RECORDS FOR THIS EXERCISE:
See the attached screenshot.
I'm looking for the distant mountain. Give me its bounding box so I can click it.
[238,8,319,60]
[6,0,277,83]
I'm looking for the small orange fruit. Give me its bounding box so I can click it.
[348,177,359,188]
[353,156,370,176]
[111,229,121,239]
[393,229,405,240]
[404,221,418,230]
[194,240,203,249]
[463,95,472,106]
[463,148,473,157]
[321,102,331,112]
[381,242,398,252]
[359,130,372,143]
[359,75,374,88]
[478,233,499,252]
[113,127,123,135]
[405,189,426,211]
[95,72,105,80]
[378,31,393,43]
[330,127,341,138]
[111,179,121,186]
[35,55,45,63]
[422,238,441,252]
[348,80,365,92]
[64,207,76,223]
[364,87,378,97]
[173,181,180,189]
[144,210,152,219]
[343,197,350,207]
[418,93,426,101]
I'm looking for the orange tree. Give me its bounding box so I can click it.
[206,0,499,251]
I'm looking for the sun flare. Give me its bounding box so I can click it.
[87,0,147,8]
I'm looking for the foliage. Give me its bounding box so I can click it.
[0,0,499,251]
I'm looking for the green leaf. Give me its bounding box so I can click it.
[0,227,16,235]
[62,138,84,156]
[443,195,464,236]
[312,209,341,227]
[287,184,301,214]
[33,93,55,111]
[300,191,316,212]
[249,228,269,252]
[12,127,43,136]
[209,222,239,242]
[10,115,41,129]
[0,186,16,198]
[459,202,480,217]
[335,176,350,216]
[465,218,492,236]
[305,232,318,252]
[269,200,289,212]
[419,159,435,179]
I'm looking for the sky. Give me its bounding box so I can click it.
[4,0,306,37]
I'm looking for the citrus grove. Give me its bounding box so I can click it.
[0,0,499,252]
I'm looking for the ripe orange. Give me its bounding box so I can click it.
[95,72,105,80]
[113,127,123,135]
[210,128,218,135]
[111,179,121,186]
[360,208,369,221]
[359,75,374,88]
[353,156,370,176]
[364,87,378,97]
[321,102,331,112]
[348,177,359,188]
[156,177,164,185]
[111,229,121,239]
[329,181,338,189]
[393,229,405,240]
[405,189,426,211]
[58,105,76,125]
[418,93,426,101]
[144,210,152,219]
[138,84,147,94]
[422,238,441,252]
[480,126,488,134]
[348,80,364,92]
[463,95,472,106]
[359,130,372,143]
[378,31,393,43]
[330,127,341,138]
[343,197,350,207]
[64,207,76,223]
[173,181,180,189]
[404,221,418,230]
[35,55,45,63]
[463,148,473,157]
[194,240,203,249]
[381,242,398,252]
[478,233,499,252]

EXERCISE AIM: Render the data above as a JSON list of strings, one string per line and with blank lines omitted, starting at the line that contains "I'm looking for the citrus" and ending at the line that contains "[0,0,499,252]".

PROBLEM SOLUTION:
[
  "I'm looking for the citrus grove. Give me its bounding box so I can click it.",
  "[0,0,499,252]"
]